*** Supplied data Section Begins ***

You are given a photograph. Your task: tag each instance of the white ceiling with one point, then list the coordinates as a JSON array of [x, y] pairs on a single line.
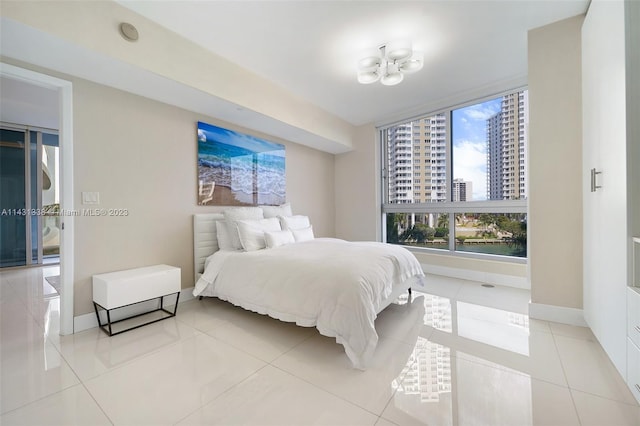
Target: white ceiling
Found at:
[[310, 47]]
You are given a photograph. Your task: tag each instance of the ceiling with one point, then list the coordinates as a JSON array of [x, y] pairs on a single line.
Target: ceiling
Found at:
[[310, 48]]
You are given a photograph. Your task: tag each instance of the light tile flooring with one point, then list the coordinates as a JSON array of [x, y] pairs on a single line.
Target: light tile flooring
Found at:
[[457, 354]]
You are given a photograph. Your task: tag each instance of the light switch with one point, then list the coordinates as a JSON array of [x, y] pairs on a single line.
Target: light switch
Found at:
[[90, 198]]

*** Supplied data Section Ends ***
*** Supplied data Section Begins ***

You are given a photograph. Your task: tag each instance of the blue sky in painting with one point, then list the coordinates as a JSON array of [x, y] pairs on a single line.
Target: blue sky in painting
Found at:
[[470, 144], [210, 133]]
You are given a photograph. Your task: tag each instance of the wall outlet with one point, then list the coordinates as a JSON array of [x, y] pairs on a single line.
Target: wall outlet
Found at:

*** Supplied data Section Ends ***

Directions
Search the records for the word "flooring" and copy out every line that holds it.

Answer for this exercise
You are given a photograph. Your task: tag each instance of the light tile flooring with one point, then list the coordinates as a JSON array of [x, y] pairs on a single line.
Target: light tile flooring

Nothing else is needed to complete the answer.